### Document section
BEGIN
Listening to Bryan Adams today. Just love listening to his voice. I realized that my country music has failed me as there are no songs that are pulling at my heart strings lately. Sure there are songs that I like but nothing that helps me deal with the pain of what I have been going through lately. So I have turned to alternative music for now and found the Mumford and Sons, Imagine Dragons, and some other group that I don’t know yet the name of as I was listening to the radio. I like listening to songs that make you feel something. Sure my country music puts me in a good mood and I like that but I am not always in a good mood all the time.

Was talking earlier with a blogger friend. She would like me to guest blog on her blog. I won’t disclose the topic because I haven’t written it yet. I hope to work on it later today once I get some ideas on it. I am honored that she wants me to do this. I hope what I write will be good!
END
Records drawn from a dataset:
BEGIN
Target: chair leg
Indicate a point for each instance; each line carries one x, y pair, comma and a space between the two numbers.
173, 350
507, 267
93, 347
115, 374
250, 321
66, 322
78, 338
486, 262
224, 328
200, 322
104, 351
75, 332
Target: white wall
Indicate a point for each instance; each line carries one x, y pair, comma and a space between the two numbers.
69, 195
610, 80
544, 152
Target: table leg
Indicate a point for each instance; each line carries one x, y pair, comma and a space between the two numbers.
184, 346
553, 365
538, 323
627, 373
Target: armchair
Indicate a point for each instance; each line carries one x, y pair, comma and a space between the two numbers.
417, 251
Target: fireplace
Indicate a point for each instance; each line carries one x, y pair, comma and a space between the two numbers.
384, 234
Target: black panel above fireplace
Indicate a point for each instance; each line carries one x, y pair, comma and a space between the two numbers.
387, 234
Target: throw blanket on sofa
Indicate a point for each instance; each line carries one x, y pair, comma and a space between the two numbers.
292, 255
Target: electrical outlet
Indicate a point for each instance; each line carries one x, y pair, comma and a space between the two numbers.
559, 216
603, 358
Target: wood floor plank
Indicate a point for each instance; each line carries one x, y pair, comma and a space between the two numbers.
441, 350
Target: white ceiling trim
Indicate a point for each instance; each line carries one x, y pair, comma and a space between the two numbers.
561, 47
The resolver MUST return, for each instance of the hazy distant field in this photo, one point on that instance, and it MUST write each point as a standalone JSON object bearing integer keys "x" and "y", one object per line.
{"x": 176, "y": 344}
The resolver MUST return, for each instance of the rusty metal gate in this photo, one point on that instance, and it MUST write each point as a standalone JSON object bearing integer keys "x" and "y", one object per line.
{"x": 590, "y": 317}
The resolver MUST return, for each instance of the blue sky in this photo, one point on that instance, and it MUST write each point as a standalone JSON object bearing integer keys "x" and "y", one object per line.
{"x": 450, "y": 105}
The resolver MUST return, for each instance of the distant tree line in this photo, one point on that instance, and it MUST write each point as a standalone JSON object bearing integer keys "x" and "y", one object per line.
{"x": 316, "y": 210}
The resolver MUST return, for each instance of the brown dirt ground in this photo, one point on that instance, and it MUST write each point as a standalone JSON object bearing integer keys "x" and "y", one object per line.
END
### Using the information
1: In the blog post, which two bands did the writer find after turning to alternative music?
2: Translate this sentence from the blog post into Spanish: "I like listening to songs that make you feel something."
3: Carry on writing the blog post after its last sentence.

### Results for each task
1: Mumford and Sons and Imagine Dragons.

2: Me gusta escuchar canciones que te hacen sentir algo.

3:
We talked about my editor and the book. She read the book of course and had some good suggestions for it, though I really like the way the book is haphazard. She wanted me to be more linear and frankly, I don’t like being linear. Which is ok because she liked the book anyway. I just hope that it’s good enough to sell or at least have a few sales anyway. I have the opportunity to have my book presented at the AAS conference, if I get this thing published on time. AAS is the American Association of Suicidology where I sometimes blog. I am part of the founding members of their suicide attempt survivors blog. I have a piece that I wrote that I am waiting to hear back on.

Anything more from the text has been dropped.